##### Provided records

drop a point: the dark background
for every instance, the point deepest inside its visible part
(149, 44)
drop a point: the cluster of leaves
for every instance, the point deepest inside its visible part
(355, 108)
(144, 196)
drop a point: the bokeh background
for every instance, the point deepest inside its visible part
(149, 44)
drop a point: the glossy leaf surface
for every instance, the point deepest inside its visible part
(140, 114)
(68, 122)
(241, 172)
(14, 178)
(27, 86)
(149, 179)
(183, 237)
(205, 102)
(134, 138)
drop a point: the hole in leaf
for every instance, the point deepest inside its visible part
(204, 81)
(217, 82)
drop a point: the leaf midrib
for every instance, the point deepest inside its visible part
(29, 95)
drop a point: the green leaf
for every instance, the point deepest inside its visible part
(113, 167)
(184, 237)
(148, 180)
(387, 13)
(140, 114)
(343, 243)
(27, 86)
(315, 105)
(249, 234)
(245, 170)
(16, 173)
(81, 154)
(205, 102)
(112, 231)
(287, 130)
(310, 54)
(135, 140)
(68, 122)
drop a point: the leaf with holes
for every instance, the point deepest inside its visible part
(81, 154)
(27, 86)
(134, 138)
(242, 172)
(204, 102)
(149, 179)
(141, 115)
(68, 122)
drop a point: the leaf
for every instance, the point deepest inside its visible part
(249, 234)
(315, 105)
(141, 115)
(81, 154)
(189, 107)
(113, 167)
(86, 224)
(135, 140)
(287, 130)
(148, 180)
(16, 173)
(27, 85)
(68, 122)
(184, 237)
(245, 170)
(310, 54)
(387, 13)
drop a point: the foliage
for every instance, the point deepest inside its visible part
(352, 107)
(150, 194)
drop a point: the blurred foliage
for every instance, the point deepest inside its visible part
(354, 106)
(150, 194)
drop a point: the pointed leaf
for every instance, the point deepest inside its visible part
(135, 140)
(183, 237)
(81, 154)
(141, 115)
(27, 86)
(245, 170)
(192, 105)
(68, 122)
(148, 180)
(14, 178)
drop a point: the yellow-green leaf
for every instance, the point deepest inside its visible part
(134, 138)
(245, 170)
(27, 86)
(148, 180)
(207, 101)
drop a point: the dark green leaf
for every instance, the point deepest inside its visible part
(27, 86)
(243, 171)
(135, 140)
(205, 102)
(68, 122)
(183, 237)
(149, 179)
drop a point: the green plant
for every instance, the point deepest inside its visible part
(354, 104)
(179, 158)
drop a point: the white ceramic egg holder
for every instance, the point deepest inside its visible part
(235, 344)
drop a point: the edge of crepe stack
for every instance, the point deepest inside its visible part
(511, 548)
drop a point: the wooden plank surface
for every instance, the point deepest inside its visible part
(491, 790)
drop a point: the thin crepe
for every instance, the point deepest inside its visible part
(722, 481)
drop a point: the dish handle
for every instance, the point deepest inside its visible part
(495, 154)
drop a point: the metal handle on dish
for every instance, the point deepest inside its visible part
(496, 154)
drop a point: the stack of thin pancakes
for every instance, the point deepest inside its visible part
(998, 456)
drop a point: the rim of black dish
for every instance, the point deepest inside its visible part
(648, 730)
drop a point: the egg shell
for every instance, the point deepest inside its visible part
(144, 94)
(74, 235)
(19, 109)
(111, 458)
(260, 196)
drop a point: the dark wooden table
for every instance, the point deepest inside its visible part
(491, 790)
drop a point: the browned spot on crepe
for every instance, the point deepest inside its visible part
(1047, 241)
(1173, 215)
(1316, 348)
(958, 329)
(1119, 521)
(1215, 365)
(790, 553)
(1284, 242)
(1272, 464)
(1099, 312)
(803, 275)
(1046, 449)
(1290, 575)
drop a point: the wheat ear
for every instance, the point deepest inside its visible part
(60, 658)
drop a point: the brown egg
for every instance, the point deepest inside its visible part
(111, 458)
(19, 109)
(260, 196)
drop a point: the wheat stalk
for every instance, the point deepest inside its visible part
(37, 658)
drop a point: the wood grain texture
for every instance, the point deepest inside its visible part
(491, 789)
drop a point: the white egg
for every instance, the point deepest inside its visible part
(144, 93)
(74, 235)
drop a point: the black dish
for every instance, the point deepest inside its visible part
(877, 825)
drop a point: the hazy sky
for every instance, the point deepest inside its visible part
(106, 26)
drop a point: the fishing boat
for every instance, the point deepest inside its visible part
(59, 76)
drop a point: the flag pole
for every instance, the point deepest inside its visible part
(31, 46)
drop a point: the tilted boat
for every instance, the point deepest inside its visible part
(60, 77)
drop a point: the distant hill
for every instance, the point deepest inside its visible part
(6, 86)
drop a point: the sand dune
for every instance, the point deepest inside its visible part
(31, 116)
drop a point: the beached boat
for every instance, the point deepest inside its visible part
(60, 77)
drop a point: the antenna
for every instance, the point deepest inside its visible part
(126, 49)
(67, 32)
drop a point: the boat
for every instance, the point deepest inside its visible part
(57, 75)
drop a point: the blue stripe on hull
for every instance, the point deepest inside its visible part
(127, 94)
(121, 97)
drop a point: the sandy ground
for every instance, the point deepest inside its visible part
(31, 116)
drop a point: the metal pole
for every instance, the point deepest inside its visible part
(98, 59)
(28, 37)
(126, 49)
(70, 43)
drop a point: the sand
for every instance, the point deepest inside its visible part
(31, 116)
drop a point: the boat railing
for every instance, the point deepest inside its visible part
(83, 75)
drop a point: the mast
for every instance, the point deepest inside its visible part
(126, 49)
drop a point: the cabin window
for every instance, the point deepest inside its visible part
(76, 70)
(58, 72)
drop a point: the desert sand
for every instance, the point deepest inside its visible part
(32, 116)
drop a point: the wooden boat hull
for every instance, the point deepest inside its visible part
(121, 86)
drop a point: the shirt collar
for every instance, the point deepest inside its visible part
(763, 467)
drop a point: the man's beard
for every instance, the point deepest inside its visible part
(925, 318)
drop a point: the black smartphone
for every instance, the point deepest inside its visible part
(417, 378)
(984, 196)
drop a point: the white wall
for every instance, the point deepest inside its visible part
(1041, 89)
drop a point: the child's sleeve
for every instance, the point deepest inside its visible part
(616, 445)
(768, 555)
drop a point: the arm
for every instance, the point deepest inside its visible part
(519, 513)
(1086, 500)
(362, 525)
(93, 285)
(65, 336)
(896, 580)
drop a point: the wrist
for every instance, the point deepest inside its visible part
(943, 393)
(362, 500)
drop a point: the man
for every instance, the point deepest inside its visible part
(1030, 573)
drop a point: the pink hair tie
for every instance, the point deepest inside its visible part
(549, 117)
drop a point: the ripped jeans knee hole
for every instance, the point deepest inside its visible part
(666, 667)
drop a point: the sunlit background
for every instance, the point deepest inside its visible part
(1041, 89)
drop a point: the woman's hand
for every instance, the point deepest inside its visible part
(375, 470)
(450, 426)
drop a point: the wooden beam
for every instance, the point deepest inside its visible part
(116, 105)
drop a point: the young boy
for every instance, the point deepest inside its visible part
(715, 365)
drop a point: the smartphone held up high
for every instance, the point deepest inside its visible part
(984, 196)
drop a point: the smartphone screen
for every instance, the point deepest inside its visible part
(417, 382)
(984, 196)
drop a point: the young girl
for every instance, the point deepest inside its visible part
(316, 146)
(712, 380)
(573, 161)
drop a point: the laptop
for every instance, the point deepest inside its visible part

##########

* [Your instructions]:
An exact transcription of every record above is required.

* [Response box]:
drop a point: the dark background
for every instance, the point deepest inside its visible part
(149, 44)
drop a point: the cluster of leaves
for every instance, the point deepest inside its visible part
(355, 108)
(144, 196)
drop a point: the bokeh background
for every instance, the point deepest inside its visible part
(149, 44)
drop a point: the glossy leaf surface
for every instance, the point deepest inside its visible part
(140, 114)
(68, 122)
(241, 172)
(14, 178)
(27, 86)
(149, 179)
(183, 237)
(205, 102)
(134, 138)
drop a point: the hole in leaf
for every instance, the point deepest inside its visible part
(204, 81)
(217, 82)
drop a point: the leaf midrib
for every instance, the point deepest inside its visible part
(29, 95)
drop a point: the green leaf
for every instance, the point deepest inside its visible part
(113, 167)
(184, 237)
(148, 180)
(387, 13)
(140, 114)
(343, 243)
(27, 86)
(315, 105)
(249, 234)
(245, 170)
(16, 173)
(81, 154)
(205, 102)
(112, 231)
(287, 130)
(310, 54)
(135, 140)
(68, 122)
drop a point: the leaf with holes
for every instance, the point deepest inside its visible part
(81, 154)
(27, 86)
(134, 138)
(242, 172)
(204, 102)
(149, 179)
(141, 115)
(68, 122)
drop a point: the leaf
for every instance, the point deepest inside its visible part
(249, 234)
(315, 105)
(141, 115)
(81, 154)
(189, 107)
(113, 167)
(86, 224)
(135, 140)
(287, 130)
(148, 180)
(16, 173)
(27, 85)
(68, 122)
(184, 237)
(245, 170)
(310, 54)
(387, 13)
drop a point: the foliage
for every instance, the point deepest inside its visible part
(352, 107)
(150, 194)
drop a point: the blurred foliage
for every instance, the point deepest inside its visible part
(354, 106)
(150, 194)
drop a point: the pointed leaf
for every instance, the point deepest inside its visible part
(135, 140)
(183, 237)
(81, 154)
(141, 115)
(27, 86)
(245, 170)
(192, 105)
(68, 122)
(148, 180)
(14, 178)
drop a point: the yellow-green leaf
for every instance, the point deepest inside its visible part
(134, 138)
(245, 170)
(27, 86)
(148, 180)
(207, 101)
drop a point: the dark green leaf
for every instance, the point deepest inside its visible part
(27, 86)
(243, 171)
(135, 140)
(205, 102)
(68, 122)
(183, 237)
(149, 179)
drop a point: the green plant
for every instance, the point deepest inside its visible part
(354, 104)
(179, 158)
drop a point: the white ceramic egg holder
for every instance, the point deepest inside its visible part
(235, 344)
drop a point: the edge of crepe stack
for every instance, the point deepest inside its visible part
(511, 548)
drop a point: the wooden plank surface
for every instance, the point deepest inside its visible part
(491, 790)
drop a point: the thin crepe
for every instance, the point deepest inside its visible part
(722, 481)
drop a point: the dish handle
for every instance, the point deepest inside its visible part
(495, 154)
drop a point: the metal handle on dish
for every instance, the point deepest inside its visible part
(496, 154)
drop a point: the stack of thin pancakes
for every instance, the point deepest inside its visible part
(998, 456)
drop a point: the rim of black dish
for every instance, the point deepest inside its visible part
(648, 730)
drop a point: the egg shell
for every instance, the point deepest inside its visible part
(144, 94)
(74, 235)
(19, 109)
(111, 458)
(260, 196)
drop a point: the dark wooden table
for every instance, the point deepest inside its visible part
(491, 790)
drop a point: the browned spot on crepe
for every instance, the point deepest inside its visible part
(1047, 241)
(1173, 215)
(1316, 348)
(958, 329)
(1119, 521)
(1215, 365)
(790, 553)
(1284, 242)
(1272, 464)
(1099, 312)
(803, 275)
(1046, 449)
(1290, 575)
drop a point: the wheat ear
for every instance, the point deepest inside its visible part
(60, 658)
drop a point: the brown egg
for every instance, the point deepest inside its visible part
(111, 458)
(19, 109)
(260, 196)
drop a point: the wheat stalk
for every instance, the point deepest inside its visible part
(37, 658)
drop a point: the wood grain texture
for every instance, the point deepest inside its visible part
(491, 789)
drop a point: the white egg
for every instance, the point deepest inside its visible part
(144, 93)
(74, 235)
drop a point: the black dish
for every instance, the point deepest inside its visible part
(877, 825)
drop a point: the hazy sky
for every instance, the point deepest inside its visible part
(106, 26)
drop a point: the fishing boat
for every instance, the point deepest inside its visible part
(59, 76)
drop a point: the flag pole
for every instance, the point deepest inside its visible part
(31, 46)
drop a point: the tilted boat
for every instance, the point deepest inside its visible part
(60, 77)
drop a point: the distant hill
for every instance, the point deepest inside its visible part
(6, 86)
drop a point: the sand dune
for every instance, the point deepest inside its visible part
(31, 116)
drop a point: the beached boat
for every instance, the point deepest inside its visible part
(60, 77)
drop a point: the antenna
for every instance, the point deepest inside its visible part
(126, 49)
(67, 32)
drop a point: the boat
for every instance, the point deepest inside its visible part
(57, 75)
drop a point: the blue stripe on hull
for every instance, the point deepest inside its visible part
(127, 94)
(121, 97)
drop a point: the sandy ground
for every instance, the point deepest inside its visible part
(31, 116)
drop a point: the metal pole
for every instance, the point deepest inside its visible part
(98, 59)
(28, 37)
(126, 49)
(70, 43)
drop a point: the sand
for every instance, the point deepest inside its visible part
(31, 116)
drop a point: the boat railing
for every instance, the point deepest inside its visible part
(83, 75)
drop a point: the mast
for every instance, the point deepest inside its visible part
(126, 49)
drop a point: the cabin window
for every instance, the point deepest inside its visible part
(76, 70)
(58, 72)
drop a point: the desert sand
for every instance, the point deepest inside its visible part
(32, 116)
drop a point: the wooden boat hull
for every instance, the point deepest inside its visible part
(121, 86)
drop a point: the shirt collar
for every instance, the point deepest inside its visible part
(763, 467)
drop a point: the man's beard
for every instance, the point deepest inside its visible part
(925, 318)
drop a point: the black smartphone
for every instance, the point deepest inside its visible part
(417, 378)
(984, 196)
drop a point: the white wall
for every instance, the point deepest inside its visible part
(1041, 89)
drop a point: the child's sleeve
for every instance, the point deepest inside its visible part
(616, 445)
(768, 555)
drop a point: the arm
for every instance, the point deepest inside its visible part
(519, 513)
(1086, 500)
(362, 525)
(93, 285)
(65, 336)
(896, 580)
drop a point: the wrist
for every instance, the point deepest inside its visible part
(943, 393)
(362, 500)
drop a point: the man
for every instance, the point deepest inside its visible part
(1030, 573)
drop a point: the pink hair tie
for every instance, the point deepest inside its visible part
(549, 117)
drop a point: the ripped jeans knee hole
for every instance, the point deepest inside its visible part
(666, 667)
drop a point: the sunlit background
for every instance, the point deepest inside its visible part
(1041, 89)
drop a point: the woman's hand
for every instance, the point deepest inside its visible part
(375, 470)
(450, 426)
drop a point: the wooden beam
for every instance, the point deepest inside its visible part
(116, 105)
drop a point: the young boy
for every instance, the point deepest inside its visible part
(715, 365)
drop a point: the smartphone held up high
for every instance, the point deepest inside its visible part
(984, 196)
drop a point: the smartphone screen
for every instance, the point deepest inside its visible part
(417, 382)
(984, 196)
drop a point: the young girl
for every instance, the point deepest inside its visible part
(316, 146)
(712, 380)
(573, 161)
drop a point: the laptop
for every instance, the point deepest inside its visible part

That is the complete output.